» **GIVEN DATA**
----------

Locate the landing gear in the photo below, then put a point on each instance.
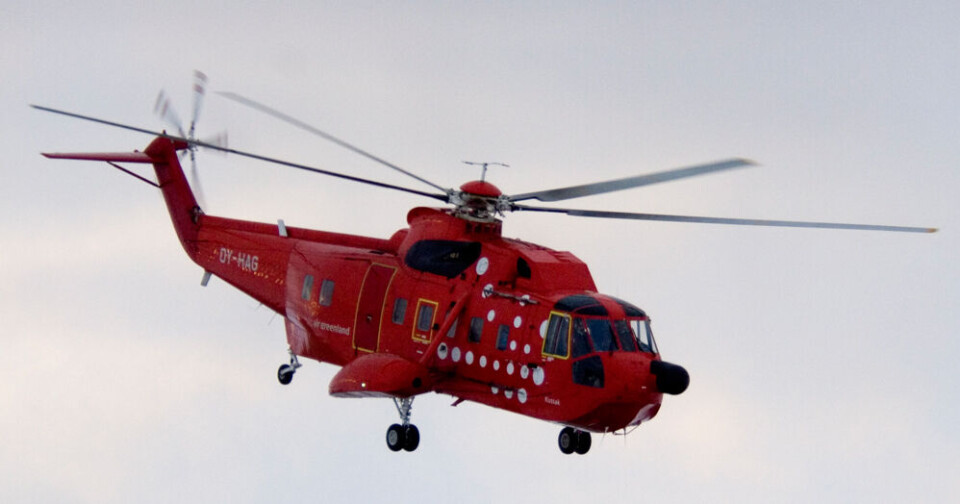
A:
(401, 437)
(406, 436)
(574, 440)
(286, 371)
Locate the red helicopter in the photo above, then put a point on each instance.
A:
(447, 305)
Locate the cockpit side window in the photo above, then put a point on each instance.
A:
(627, 342)
(558, 332)
(602, 335)
(581, 341)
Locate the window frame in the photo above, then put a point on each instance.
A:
(424, 335)
(325, 298)
(307, 291)
(551, 329)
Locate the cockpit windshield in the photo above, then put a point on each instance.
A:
(641, 328)
(605, 335)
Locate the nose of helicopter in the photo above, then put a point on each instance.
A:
(671, 378)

----------

» **TASK REQUIREMENTS**
Please arrange the lines from the one containing "Locate the red" through the last line, inclusive, as a Markdown table with the columns "No." and "Line". Number each row and leave out any blank lines.

» **ANSWER BELOW**
| No. | Line |
|---|---|
| 1 | Locate the red helicopter in the photo above, then put a point on each instance. |
| 2 | A: |
| 3 | (447, 305) |
| 4 | Locate the cockpit side window in the photo above, then put a point on each instance. |
| 5 | A: |
| 6 | (627, 342) |
| 7 | (558, 332) |
| 8 | (602, 335) |
| 9 | (581, 341) |
| 10 | Locate the window frame in the photo above, then put a point on each instance. |
| 11 | A: |
| 12 | (424, 335) |
| 13 | (325, 298) |
| 14 | (307, 291) |
| 15 | (551, 329) |
| 16 | Locate the cockpit windshield in the photo above, then put a point on each instance. |
| 17 | A: |
| 18 | (641, 328) |
| 19 | (605, 335) |
| 20 | Locate the nose of helicopter in the photo above, then put a point on each instance. |
| 21 | A: |
| 22 | (671, 378) |